WHAT THE EXERCISE ASKS: Please set down, word for word, each line from the one containing "Target | foreground rock" through the final line of the records below, both included, and nothing else.

•••••

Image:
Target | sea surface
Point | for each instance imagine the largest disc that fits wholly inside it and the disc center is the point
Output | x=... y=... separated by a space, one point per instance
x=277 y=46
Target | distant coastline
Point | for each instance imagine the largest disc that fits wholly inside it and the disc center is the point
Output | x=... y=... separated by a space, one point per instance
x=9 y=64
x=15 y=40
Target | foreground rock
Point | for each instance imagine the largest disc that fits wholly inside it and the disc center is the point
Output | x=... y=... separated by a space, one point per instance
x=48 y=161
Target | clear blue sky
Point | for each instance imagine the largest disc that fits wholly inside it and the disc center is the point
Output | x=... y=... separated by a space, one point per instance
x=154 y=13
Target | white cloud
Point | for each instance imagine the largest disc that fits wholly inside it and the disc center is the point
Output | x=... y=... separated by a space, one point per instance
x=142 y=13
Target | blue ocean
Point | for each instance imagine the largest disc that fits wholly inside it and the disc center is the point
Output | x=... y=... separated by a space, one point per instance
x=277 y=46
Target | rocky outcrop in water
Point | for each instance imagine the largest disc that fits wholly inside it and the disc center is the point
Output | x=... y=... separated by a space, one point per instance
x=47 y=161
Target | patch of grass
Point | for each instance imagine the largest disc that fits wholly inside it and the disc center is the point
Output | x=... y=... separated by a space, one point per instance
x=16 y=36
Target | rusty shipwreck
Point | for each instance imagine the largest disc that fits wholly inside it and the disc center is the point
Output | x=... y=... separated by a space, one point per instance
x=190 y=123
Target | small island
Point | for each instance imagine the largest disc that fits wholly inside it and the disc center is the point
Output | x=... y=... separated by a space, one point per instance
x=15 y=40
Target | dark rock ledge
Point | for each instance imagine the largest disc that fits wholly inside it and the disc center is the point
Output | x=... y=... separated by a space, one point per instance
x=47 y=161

•••••

COMPLETED TASK:
Target | foreground rock
Point | for each instance imagine the largest disc that fits wholly inside it and the disc center is the point
Output | x=... y=... separated by a space, one point per instance
x=48 y=161
Target | clear blue sky
Point | for each instance imagine the largest disc that fits wholly inside it and the disc center is the point
Output | x=... y=... separated by a space, one point per instance
x=154 y=13
Target | white cloud
Point | for each instance imagine the largest disc that fits wholly inside it and the disc center is the point
Output | x=... y=... separated by a space, one point per instance
x=142 y=13
Target | blue ocean
Point | for each instance imagine the largest disc that fits wholly inside it and the disc center is the point
Output | x=... y=... separated by a space, one point per instance
x=277 y=46
Target | rocky outcrop in water
Point | for each instance imagine the largest disc that fits wholly inside it and the disc center is the point
Output | x=... y=... separated by a space, one point per instance
x=47 y=161
Target | patch of grass
Point | for each instance imagine the largest disc that fits wholly inside it and the disc center is the point
Output | x=... y=... separated by a space, one point per instance
x=16 y=36
Target | rusty shipwreck
Point | for each instance imagine the largest disc that fits wholly inside it and the disc center is the point
Output | x=... y=... separated by a space, one point per instance
x=190 y=123
Target | small island
Point | for each instance imagine the largest disc that fits wholly inside it and the disc center is the point
Output | x=... y=... separated by a space, one point per instance
x=15 y=40
Target | dark rock ledge
Point | for each instance imagine the largest disc that fits wholly inside it and the disc center is the point
Output | x=... y=... separated by a space, one point per instance
x=47 y=161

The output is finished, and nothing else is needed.